▸ **Records provided**:
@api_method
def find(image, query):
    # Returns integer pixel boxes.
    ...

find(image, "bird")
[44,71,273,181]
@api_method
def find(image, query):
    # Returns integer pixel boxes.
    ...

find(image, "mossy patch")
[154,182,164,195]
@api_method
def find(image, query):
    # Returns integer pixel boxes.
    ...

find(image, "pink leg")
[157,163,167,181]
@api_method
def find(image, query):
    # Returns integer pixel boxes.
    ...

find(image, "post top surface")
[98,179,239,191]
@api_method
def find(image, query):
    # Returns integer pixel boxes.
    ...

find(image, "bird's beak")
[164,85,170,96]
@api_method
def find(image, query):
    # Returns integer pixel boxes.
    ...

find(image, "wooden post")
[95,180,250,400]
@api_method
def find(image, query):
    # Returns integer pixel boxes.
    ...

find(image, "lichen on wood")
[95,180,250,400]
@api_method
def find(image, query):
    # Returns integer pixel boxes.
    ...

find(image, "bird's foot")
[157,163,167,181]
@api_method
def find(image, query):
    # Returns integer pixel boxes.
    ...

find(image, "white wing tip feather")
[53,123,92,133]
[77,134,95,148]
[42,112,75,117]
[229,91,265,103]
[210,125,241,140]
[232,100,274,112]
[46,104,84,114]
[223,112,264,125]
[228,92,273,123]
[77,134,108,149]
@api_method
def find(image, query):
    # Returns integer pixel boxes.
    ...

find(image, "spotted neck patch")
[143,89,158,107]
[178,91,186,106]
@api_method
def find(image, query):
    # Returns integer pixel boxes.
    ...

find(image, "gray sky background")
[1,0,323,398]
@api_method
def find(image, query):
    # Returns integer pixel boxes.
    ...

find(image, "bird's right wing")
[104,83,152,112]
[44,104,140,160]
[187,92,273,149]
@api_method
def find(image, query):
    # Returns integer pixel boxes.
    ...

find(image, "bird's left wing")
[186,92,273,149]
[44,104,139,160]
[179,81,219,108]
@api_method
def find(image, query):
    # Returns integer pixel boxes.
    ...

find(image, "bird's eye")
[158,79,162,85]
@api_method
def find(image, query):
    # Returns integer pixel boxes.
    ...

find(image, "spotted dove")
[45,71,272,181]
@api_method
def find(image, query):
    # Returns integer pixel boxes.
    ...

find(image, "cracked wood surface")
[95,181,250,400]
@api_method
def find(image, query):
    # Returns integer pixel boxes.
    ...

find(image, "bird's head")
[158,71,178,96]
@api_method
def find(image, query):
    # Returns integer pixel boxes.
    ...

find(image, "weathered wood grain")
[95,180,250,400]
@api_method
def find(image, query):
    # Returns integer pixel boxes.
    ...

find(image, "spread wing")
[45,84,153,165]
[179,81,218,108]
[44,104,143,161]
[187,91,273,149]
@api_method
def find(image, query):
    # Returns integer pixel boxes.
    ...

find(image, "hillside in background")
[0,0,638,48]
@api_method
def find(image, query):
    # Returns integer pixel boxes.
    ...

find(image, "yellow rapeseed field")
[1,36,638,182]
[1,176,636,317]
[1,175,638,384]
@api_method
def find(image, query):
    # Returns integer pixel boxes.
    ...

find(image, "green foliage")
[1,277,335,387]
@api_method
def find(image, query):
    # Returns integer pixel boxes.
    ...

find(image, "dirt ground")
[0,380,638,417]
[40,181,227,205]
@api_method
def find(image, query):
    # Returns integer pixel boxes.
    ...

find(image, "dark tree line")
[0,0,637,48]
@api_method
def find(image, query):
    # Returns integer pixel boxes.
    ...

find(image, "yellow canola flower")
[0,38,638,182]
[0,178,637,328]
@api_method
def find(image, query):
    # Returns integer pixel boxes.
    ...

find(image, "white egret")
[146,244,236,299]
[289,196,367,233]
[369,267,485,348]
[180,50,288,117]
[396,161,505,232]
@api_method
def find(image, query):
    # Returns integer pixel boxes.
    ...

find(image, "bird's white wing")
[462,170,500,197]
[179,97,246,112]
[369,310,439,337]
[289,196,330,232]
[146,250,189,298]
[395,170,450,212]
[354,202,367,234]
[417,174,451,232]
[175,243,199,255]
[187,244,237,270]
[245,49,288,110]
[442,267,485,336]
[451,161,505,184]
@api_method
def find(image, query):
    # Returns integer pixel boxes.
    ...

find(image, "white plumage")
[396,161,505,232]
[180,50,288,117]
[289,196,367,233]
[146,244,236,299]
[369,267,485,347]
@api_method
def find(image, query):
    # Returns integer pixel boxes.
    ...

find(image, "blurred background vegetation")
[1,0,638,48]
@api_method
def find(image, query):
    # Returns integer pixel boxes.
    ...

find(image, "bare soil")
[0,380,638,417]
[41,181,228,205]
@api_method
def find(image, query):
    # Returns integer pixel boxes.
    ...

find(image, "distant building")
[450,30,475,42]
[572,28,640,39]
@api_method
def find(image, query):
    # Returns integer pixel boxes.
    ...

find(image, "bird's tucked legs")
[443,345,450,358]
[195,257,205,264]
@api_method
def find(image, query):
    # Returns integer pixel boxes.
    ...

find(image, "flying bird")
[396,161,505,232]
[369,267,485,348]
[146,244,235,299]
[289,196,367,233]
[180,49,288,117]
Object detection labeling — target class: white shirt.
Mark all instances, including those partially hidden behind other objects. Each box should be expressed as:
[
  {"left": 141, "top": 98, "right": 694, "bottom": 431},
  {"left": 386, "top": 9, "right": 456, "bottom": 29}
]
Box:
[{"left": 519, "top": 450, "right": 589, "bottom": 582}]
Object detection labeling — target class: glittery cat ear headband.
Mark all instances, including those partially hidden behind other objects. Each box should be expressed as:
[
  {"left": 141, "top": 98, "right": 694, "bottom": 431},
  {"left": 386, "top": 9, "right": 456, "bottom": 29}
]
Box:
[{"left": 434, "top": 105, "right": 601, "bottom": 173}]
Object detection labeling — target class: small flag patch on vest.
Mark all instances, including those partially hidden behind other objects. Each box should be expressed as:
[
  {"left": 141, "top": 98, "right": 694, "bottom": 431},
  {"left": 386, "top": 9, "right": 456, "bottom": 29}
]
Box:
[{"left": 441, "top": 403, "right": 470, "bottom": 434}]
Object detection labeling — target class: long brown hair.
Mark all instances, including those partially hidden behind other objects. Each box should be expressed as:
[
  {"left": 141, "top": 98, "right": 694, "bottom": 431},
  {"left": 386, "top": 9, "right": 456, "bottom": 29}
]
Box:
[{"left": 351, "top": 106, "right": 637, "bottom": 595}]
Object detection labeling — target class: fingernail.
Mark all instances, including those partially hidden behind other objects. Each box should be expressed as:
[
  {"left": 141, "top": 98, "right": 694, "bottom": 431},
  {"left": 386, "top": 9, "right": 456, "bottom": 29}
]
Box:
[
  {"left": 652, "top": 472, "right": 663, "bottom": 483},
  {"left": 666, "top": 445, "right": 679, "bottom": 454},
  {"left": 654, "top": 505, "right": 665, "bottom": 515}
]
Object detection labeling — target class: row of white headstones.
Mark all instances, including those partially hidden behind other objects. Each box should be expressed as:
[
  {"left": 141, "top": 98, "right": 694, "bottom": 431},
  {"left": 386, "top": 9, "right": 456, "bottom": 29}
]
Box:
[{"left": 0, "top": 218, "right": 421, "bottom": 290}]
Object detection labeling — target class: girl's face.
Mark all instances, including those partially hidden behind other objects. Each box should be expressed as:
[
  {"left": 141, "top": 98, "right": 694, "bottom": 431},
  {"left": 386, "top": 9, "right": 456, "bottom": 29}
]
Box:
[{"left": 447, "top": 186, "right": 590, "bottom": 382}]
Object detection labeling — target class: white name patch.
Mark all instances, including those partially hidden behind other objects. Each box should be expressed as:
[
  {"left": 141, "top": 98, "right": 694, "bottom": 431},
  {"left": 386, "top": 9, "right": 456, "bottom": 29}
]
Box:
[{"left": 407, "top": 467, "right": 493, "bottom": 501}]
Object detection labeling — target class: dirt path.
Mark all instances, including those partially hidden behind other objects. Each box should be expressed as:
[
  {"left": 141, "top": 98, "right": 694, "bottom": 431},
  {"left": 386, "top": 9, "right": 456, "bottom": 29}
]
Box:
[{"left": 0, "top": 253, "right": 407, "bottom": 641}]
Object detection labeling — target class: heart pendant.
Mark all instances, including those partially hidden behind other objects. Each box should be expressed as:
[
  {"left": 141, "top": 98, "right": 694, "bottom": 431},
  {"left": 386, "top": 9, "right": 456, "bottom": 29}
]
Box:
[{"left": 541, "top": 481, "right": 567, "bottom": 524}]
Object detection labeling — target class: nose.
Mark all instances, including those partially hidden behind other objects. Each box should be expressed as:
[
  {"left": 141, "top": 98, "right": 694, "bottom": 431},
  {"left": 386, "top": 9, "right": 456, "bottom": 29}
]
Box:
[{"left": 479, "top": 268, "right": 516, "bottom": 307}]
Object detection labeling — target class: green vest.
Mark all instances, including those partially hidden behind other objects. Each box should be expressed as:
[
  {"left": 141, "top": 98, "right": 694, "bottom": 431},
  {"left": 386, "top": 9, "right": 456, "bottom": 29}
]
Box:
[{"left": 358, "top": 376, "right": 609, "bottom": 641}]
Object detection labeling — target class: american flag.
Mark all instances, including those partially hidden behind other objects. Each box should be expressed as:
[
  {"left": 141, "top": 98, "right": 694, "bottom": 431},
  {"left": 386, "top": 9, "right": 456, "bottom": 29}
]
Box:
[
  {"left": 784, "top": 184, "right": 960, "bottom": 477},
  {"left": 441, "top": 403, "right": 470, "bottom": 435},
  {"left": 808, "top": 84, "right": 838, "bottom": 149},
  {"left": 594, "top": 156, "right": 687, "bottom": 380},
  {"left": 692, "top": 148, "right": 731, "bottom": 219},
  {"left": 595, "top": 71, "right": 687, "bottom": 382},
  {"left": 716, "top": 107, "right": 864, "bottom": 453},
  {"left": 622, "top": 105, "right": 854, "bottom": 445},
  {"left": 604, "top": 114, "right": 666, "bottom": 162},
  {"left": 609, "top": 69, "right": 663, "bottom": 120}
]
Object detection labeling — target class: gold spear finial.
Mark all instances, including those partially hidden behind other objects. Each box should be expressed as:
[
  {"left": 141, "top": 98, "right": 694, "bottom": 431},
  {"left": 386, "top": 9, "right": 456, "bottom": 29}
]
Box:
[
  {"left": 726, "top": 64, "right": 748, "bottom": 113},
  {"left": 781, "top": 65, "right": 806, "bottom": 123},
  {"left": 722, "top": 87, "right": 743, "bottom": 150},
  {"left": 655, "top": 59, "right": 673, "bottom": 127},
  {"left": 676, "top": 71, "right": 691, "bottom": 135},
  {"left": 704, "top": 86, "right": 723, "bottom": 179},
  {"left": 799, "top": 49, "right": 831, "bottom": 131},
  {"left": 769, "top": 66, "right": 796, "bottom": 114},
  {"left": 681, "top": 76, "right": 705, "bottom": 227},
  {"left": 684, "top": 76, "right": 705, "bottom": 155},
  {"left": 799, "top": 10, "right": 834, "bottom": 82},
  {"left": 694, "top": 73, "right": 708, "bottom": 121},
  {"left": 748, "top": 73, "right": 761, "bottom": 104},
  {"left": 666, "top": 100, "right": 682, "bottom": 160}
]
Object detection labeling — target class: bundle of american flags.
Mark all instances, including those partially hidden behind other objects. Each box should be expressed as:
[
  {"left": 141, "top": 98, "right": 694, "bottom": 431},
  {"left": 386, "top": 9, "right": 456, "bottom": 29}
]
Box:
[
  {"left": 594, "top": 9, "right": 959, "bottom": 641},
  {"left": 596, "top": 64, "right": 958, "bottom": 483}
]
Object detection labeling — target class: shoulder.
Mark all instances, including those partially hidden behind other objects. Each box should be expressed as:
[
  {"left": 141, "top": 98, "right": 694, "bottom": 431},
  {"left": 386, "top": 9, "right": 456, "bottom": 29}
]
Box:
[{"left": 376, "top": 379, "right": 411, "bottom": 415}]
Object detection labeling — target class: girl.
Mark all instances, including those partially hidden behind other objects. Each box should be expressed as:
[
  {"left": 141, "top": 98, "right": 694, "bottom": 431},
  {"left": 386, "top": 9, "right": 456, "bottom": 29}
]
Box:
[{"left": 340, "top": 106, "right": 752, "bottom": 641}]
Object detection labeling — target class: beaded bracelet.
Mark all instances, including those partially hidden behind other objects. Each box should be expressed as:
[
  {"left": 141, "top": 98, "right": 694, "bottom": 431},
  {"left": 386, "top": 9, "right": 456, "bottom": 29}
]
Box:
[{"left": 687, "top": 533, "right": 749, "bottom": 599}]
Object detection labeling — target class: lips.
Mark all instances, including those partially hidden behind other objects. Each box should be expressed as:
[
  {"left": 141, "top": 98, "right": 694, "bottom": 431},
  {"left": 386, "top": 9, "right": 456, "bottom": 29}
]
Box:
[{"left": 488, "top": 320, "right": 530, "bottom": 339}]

▸ **What to do**:
Check each line above for the string "vest" and return those that contain it.

▸ **Output**:
Object detection labeling — target class: small flag patch on vest.
Object detection labeling — target class: green vest.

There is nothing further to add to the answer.